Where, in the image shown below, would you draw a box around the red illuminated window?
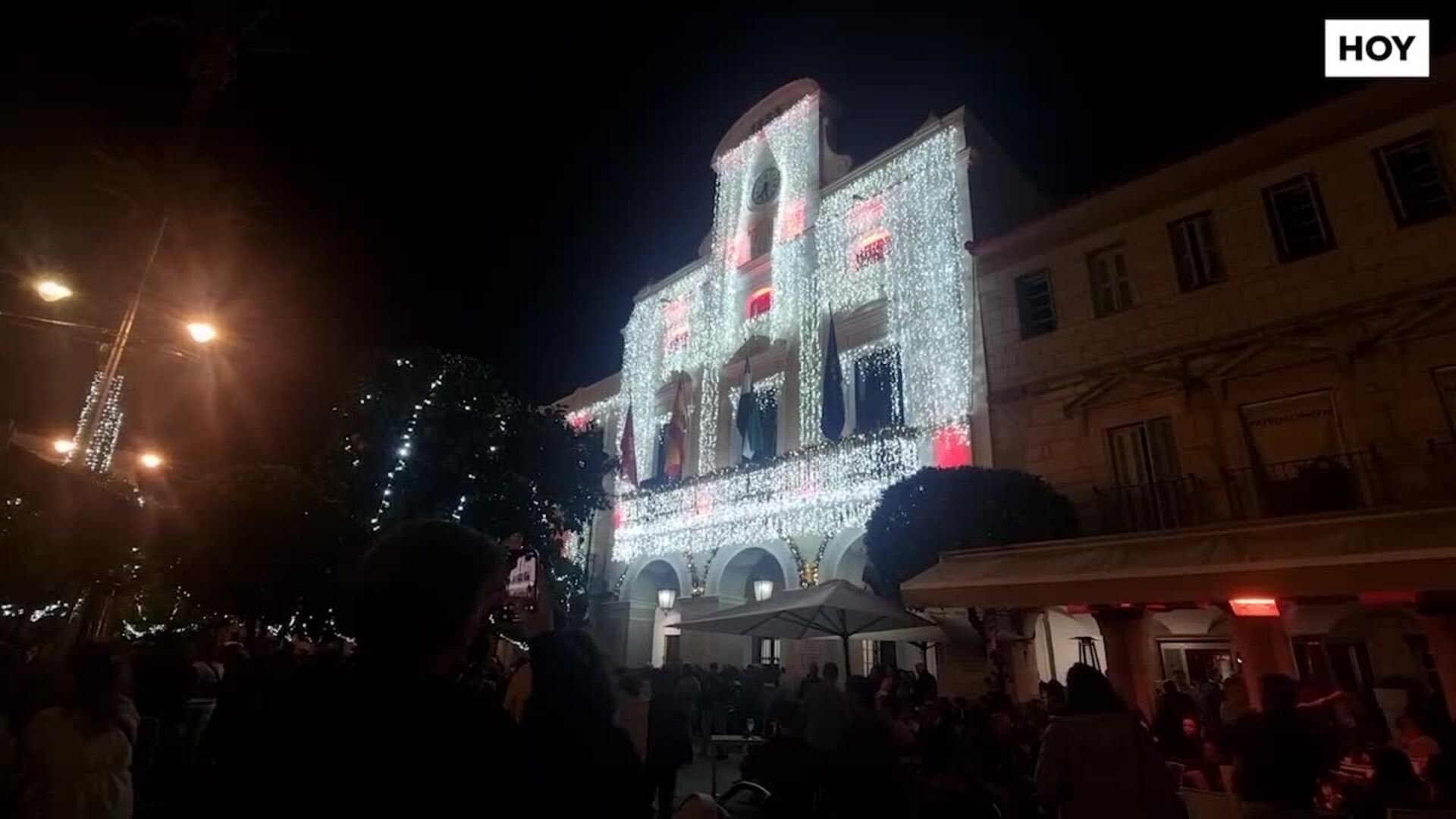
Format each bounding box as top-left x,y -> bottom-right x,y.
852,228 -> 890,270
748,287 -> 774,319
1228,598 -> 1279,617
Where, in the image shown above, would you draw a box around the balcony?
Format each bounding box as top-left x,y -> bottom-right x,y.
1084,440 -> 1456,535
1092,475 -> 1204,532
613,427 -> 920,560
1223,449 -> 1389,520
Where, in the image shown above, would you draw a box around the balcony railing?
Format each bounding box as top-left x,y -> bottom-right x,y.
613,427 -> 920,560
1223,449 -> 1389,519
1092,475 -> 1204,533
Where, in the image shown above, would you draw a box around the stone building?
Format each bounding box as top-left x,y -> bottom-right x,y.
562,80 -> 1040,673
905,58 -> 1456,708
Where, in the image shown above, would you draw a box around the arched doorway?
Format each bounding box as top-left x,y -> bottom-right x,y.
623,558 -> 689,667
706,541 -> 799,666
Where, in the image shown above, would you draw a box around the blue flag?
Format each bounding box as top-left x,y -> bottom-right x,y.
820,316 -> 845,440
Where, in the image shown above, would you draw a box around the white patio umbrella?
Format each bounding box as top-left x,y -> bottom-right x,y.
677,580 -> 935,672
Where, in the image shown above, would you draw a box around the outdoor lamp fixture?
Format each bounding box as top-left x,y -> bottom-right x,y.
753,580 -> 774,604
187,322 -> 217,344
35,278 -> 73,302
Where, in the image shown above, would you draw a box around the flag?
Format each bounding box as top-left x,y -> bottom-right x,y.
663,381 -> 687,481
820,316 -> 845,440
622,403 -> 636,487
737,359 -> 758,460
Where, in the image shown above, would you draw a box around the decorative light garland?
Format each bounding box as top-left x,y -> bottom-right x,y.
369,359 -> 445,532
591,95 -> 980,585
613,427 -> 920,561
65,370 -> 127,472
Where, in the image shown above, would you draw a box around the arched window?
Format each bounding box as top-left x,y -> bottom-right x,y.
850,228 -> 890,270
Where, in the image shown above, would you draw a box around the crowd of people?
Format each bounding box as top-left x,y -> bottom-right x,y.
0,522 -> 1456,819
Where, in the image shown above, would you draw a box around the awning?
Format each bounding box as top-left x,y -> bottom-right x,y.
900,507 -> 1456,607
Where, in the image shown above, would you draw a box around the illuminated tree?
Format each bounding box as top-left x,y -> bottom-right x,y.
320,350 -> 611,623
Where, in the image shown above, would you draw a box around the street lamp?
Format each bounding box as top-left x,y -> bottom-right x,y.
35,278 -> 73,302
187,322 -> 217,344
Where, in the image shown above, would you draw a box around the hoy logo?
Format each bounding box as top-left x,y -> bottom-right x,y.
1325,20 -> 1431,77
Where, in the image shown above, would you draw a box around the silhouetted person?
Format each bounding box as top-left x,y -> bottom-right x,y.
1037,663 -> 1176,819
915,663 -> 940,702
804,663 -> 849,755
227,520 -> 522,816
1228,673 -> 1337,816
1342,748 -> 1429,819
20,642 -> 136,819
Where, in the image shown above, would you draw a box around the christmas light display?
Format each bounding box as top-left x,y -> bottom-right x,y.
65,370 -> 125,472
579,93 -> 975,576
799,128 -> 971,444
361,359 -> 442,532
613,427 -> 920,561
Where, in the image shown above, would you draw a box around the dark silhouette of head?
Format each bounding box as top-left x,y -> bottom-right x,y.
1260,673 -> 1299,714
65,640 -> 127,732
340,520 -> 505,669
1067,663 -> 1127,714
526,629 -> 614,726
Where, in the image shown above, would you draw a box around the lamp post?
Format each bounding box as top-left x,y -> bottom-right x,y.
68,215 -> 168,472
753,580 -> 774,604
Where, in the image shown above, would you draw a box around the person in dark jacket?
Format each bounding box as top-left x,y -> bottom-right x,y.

***

* DIRECTION *
Convert the listing above into a JSON list of strings, one string per line and no blank lines, leaving out the pictures.

* ANSWER TO THIS PROBLEM *
[
  "Where, in the image shown below, would you draw a box around the red illuminated window?",
  "Format each bounding box as top-left x,y -> bottom-right x,y.",
  "852,228 -> 890,270",
  "748,287 -> 774,319",
  "1228,598 -> 1279,617",
  "Where, in the image shown above, would you draw a box around the balcony?",
  "Format each bounding box as top-left x,y -> bottom-right x,y.",
  "1084,440 -> 1456,535",
  "1092,475 -> 1204,532",
  "613,427 -> 920,560",
  "1223,449 -> 1389,520",
  "Where, in the image shown above, would you draw a box around the balcony railing?",
  "Format each bounding box as top-left x,y -> bottom-right x,y.",
  "613,427 -> 920,560",
  "1223,449 -> 1389,519",
  "1092,475 -> 1204,533",
  "Where, in the image shown above, would you draw a box around the stone building?",
  "Format each bounding box as top-left x,y -> bottom-right x,y.",
  "562,80 -> 1040,673",
  "905,58 -> 1456,708",
  "Where, in the image shown above, would you draw a box around the arched doorway?",
  "Format each bounding box as top-left x,y -> bottom-right x,y.",
  "623,558 -> 689,667",
  "706,541 -> 799,666",
  "Where, in the image shown above, would you draw a box around the blue flag?",
  "Format each bounding box as top-left x,y -> bottom-right x,y.",
  "820,316 -> 845,440",
  "Where, in the image shown above, would you draw a box around the white patio umbrella?",
  "Format each bounding box as top-left x,y -> bottom-right x,y.",
  "677,580 -> 935,672",
  "Where, in the image shown above, would you draw a box around the outdoor lamp fixture?",
  "Format each bounding box as top-left x,y -> bottom-right x,y.",
  "753,580 -> 774,604",
  "187,322 -> 217,344",
  "35,278 -> 73,302",
  "Where, in the image shown above, would you draw a box around the flag?",
  "Format each bounding box as top-left x,y -> bottom-right x,y.",
  "663,381 -> 687,481",
  "820,316 -> 845,440",
  "622,403 -> 636,487",
  "737,359 -> 758,460",
  "Where, in the image shown above, would you draw a box around the decorative light garland?",
  "Format each bounding box as top-left x,y -> bottom-right x,y.",
  "369,359 -> 445,532",
  "591,95 -> 980,585",
  "613,427 -> 920,561",
  "65,370 -> 127,472",
  "Where, in the image shown above, would you draw a box around the arched window?",
  "Format each bounding box as top-left x,y -> bottom-right x,y.",
  "850,228 -> 890,270",
  "Where, in the image shown above, would you draw a box around the crowd of people?",
  "Format each bounding box as top-left x,y -> bottom-right x,y.",
  "0,522 -> 1456,819",
  "Where, in the image shown above, would you draw a box around the awning?",
  "Format each bounding box as top-left x,y -> bottom-right x,y.",
  "900,507 -> 1456,607",
  "Where, in the image shown above, would you draw a box around the illuminated tree?",
  "Format each bounding box as top-left x,y -> bottom-right x,y.",
  "320,350 -> 611,623",
  "Where, in the image shown above, would you draw a box around the street lamp?",
  "Format each bounding box as top-left x,y -> bottom-right x,y.",
  "35,278 -> 73,302",
  "187,322 -> 217,344",
  "Where, in the image shown above, would you draw a box around the hoy logo?",
  "Format each bounding box as top-left x,y -> bottom-right x,y.",
  "1325,20 -> 1431,77",
  "Where, in the image shown above, would you draw a box around the silhouetted person?",
  "Format each bounding box as top-left x,y -> bottom-right x,y.",
  "1037,663 -> 1176,819",
  "915,663 -> 940,702",
  "804,663 -> 849,755",
  "227,520 -> 522,816",
  "1228,673 -> 1337,816",
  "1342,748 -> 1429,819",
  "20,642 -> 136,819",
  "Where, in the image shown above, would you draw a box around the christmas light display?",
  "Format each bounding box as top-left x,y -> bottom-right x,y.",
  "65,370 -> 125,472",
  "579,93 -> 975,576",
  "799,128 -> 971,444",
  "361,359 -> 442,532",
  "613,427 -> 920,561",
  "Where, in the image shown above, would you draw a box around the dark silhouette of head?",
  "Format each bounding box as top-left x,y -> bottom-right x,y.",
  "1260,673 -> 1299,714",
  "65,640 -> 127,732",
  "340,520 -> 505,669",
  "1067,663 -> 1127,714",
  "526,629 -> 614,726",
  "Where, in the image shown above, would you draw a box around the lamp post?",
  "Format each bounding box as top-left x,y -> bottom-right x,y.",
  "68,215 -> 168,472",
  "753,580 -> 774,604",
  "Where, in the image shown above, would you draw a box around the person in dark jacket?",
  "Format each bounding box as top-left x,y -> bottom-right x,y."
]